- WHAT YOU WILL DO
Copy out the entries below verbatim, beginning at the line containing "Pinpoint every car side mirror." and stopping after the line containing "55 460 81 477".

- MATERIAL FOR THIS TASK
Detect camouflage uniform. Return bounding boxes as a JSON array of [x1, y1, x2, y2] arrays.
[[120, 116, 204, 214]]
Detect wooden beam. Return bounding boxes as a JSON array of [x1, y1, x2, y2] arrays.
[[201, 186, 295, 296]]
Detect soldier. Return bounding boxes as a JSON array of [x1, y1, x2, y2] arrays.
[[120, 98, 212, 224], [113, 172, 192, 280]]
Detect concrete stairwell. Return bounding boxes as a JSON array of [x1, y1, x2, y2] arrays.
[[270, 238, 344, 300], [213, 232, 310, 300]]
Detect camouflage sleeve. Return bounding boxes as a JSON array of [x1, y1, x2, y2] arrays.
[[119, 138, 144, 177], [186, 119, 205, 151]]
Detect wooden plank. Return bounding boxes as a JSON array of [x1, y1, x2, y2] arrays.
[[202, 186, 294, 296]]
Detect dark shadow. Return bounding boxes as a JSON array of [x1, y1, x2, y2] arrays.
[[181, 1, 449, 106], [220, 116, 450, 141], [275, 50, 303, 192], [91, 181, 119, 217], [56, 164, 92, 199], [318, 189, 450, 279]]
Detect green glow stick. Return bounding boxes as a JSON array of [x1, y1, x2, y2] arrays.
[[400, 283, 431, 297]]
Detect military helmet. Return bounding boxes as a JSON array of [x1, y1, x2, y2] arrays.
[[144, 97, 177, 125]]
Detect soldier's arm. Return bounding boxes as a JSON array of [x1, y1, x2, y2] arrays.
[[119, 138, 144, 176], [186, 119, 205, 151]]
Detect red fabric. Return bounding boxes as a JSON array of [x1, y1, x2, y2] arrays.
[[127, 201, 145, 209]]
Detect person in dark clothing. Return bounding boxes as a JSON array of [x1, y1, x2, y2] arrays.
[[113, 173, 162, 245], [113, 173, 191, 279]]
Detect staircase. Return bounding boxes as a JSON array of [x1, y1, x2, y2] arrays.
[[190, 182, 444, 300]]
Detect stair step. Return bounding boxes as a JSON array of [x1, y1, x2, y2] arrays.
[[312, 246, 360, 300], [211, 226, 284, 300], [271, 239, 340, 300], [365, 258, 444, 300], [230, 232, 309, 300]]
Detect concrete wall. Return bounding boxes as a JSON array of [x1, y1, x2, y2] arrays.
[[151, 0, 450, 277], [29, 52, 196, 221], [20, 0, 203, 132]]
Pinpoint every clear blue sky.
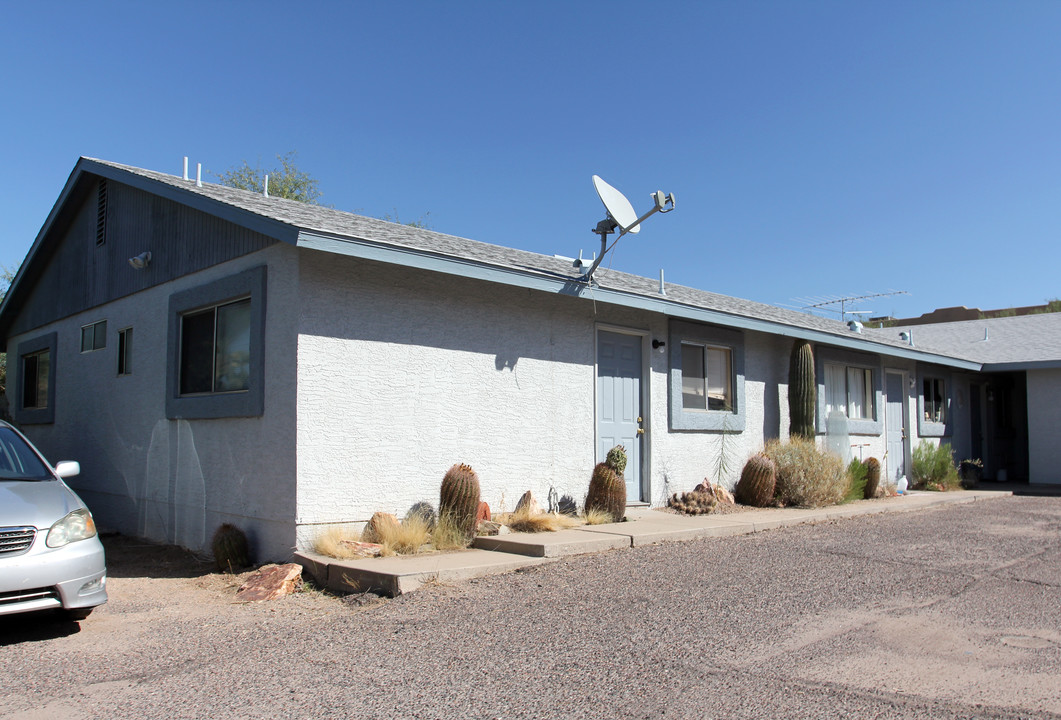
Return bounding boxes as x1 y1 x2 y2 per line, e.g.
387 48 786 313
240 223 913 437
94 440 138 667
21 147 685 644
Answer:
0 0 1061 316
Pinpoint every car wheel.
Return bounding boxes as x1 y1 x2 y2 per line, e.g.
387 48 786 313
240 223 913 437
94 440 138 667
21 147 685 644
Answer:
62 608 93 622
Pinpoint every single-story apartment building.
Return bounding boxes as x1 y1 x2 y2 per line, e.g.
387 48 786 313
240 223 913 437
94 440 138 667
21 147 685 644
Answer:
0 158 1061 560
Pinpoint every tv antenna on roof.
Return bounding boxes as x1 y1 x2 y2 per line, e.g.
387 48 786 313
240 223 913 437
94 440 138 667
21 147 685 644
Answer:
584 175 674 282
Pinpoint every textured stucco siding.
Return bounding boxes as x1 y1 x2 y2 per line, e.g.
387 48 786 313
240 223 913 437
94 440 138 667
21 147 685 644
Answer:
297 251 912 546
1027 369 1061 484
297 251 594 543
8 246 297 561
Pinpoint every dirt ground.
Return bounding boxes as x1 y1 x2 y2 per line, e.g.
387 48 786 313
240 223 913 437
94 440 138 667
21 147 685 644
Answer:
0 497 1061 720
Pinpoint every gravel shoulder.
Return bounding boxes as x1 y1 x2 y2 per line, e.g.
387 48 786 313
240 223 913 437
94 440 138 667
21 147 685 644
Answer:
0 497 1061 719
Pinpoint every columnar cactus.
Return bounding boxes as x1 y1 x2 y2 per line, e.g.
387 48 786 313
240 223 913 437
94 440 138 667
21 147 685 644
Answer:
733 454 778 508
438 462 480 538
788 340 818 440
210 523 250 573
864 457 881 499
586 462 626 523
604 445 626 477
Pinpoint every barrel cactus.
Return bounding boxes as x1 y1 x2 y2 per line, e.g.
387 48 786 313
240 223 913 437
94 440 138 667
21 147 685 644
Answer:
210 523 250 573
788 340 818 440
438 462 480 538
586 462 626 523
864 457 881 499
733 454 778 508
604 445 626 477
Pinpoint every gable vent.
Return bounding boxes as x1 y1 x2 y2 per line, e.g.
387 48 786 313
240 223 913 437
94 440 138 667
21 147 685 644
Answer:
95 178 107 245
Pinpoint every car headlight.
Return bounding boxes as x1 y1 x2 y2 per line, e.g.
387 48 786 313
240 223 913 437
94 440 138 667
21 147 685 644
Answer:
45 508 95 547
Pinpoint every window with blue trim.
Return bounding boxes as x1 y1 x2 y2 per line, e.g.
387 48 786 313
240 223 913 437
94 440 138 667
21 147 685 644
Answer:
666 320 745 433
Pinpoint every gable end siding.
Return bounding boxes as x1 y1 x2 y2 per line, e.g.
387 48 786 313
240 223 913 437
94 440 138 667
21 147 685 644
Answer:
8 178 278 336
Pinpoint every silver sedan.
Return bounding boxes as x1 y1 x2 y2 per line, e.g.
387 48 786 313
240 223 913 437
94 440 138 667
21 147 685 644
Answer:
0 422 107 620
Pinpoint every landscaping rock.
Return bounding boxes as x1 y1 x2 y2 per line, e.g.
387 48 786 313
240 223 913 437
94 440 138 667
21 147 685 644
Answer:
361 512 401 543
338 540 383 558
556 495 578 517
479 520 504 535
236 562 302 602
516 490 545 516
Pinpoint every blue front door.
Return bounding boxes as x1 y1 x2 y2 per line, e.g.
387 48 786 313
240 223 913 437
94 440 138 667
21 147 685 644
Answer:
596 330 644 503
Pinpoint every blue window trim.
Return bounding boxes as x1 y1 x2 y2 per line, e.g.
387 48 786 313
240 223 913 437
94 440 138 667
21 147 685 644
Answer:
814 345 884 435
667 320 745 433
166 265 266 420
11 333 57 425
918 363 954 438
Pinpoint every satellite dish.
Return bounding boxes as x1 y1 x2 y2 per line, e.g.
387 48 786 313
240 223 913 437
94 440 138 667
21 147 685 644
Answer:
593 175 641 233
576 175 674 282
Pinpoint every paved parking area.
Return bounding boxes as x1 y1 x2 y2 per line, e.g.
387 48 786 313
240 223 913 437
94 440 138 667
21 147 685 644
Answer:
0 497 1061 719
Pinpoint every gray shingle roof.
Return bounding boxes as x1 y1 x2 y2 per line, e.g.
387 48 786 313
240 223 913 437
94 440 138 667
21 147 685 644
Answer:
867 313 1061 365
85 158 976 360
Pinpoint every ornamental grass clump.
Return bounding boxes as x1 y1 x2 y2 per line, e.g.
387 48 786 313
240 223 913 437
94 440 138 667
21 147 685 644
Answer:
764 437 850 508
910 440 961 491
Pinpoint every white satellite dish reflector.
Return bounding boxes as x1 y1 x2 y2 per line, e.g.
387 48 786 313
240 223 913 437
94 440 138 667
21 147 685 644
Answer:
593 175 641 233
577 175 674 282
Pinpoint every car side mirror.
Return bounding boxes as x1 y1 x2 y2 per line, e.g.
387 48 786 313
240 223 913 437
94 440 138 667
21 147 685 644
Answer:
55 460 81 477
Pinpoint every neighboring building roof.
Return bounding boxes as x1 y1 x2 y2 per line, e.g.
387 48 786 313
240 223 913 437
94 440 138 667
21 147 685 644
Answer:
867 313 1061 371
0 158 978 369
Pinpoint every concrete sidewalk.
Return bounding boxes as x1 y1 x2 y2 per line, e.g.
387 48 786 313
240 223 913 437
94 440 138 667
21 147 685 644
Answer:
295 490 1012 597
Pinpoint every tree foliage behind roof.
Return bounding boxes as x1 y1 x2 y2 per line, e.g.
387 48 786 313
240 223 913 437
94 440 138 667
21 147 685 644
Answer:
218 151 320 205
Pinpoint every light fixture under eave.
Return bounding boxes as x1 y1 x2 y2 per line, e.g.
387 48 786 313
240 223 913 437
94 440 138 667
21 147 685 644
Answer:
582 175 675 283
129 252 151 270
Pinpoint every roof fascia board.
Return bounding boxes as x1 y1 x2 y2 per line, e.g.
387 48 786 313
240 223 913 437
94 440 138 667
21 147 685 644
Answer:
984 359 1061 372
297 230 980 370
74 158 298 245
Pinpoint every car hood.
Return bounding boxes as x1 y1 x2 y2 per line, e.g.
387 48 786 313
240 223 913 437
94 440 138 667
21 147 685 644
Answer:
0 480 85 530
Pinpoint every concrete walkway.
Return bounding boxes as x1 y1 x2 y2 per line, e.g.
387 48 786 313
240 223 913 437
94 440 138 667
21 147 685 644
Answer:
295 490 1012 597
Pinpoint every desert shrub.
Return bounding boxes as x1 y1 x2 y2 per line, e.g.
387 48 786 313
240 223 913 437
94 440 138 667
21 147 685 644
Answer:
843 457 869 503
765 437 849 508
498 506 582 532
910 440 961 490
431 512 472 550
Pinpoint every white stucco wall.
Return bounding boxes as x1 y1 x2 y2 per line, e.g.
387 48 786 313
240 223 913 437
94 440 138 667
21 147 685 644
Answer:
297 251 594 540
297 251 908 546
8 245 298 561
1027 369 1061 484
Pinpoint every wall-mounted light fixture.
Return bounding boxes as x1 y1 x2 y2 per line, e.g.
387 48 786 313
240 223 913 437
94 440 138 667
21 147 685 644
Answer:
129 252 151 270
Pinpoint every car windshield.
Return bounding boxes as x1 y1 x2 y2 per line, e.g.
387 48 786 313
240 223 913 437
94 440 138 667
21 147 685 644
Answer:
0 427 52 480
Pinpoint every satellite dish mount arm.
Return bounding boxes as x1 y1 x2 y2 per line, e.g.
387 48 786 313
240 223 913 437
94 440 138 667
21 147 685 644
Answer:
585 190 674 282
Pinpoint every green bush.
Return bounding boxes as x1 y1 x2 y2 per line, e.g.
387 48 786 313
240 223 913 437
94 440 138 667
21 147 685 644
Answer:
910 440 961 490
843 457 869 503
765 437 849 508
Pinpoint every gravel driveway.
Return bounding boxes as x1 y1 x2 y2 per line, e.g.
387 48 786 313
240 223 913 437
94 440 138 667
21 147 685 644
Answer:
0 497 1061 719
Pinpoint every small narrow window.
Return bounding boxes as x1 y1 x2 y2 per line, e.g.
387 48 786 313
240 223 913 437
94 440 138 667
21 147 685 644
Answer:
22 350 51 409
681 343 733 410
95 178 107 246
922 377 946 423
681 343 708 410
118 328 133 375
81 320 107 352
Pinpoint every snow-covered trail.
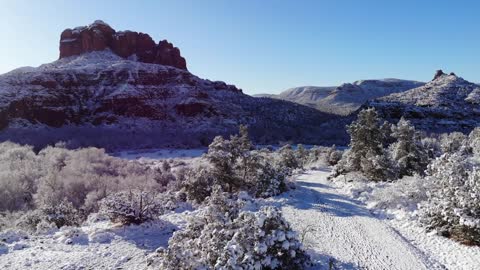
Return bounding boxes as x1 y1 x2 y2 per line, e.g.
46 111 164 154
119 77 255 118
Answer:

- WRITTEN ANSWER
Pinpoint every car side mirror.
Return bounding boxes as x1 y1 x2 y2 per line, e.g.
387 48 786 313
240 223 913 437
94 440 138 667
21 147 685 644
Answer:
55 460 81 477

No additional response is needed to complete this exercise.